═════ Dataset records
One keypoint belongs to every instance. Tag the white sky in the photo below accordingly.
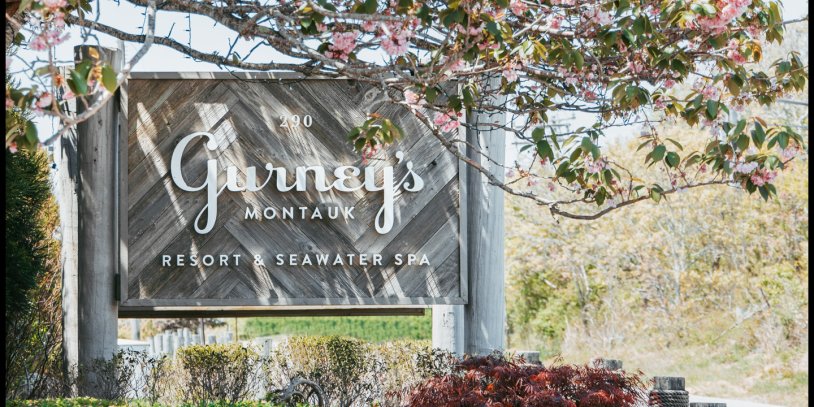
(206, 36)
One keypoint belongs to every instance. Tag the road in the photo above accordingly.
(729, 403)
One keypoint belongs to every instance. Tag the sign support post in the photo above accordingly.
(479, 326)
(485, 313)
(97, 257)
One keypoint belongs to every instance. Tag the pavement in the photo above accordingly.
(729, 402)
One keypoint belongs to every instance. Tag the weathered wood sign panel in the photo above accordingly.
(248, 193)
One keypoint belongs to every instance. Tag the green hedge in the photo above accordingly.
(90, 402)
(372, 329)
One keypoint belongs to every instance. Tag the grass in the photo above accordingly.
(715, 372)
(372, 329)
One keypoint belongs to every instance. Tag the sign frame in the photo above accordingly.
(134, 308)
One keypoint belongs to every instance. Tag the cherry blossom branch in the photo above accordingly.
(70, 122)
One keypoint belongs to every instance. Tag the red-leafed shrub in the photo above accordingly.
══════════
**What is being asked**
Please put every line of the records above into a numbered list, leaving out blank lines and the pictures.

**Output below**
1. One keypoint belongs to every instance. Tag the white sky in the photo below accordingly.
2. (206, 36)
3. One keypoint belongs to every instance. Tag the road in the photo above accordingly.
4. (729, 403)
5. One keypoint belongs to every instance. Tag the sign support post in the photo above accordingly.
6. (479, 326)
7. (485, 313)
8. (97, 257)
9. One keypoint belongs to every instance. Tag the pavement in the photo above accordingly.
10. (729, 402)
11. One keypoint belongs to every instance. Tag the weathered wood sign panel in the photo above accordingly.
12. (248, 193)
13. One keypoint belongs to every instance. Tag the green hedge in the photo above accordingly.
14. (90, 402)
15. (372, 329)
16. One keypoint belongs to every instance. Tag the grass in the photo above accordingly.
17. (715, 372)
18. (372, 329)
19. One keypoint belongs to every instance. Tag the sign frame in the photo above accordingly.
20. (134, 308)
21. One keypoint belongs to every instance. Tag the cherry blossom branch in the photo above accordingly.
22. (70, 122)
23. One keypoint belongs to every instance. Tag the red-leafed shrub in the photo above accordingly.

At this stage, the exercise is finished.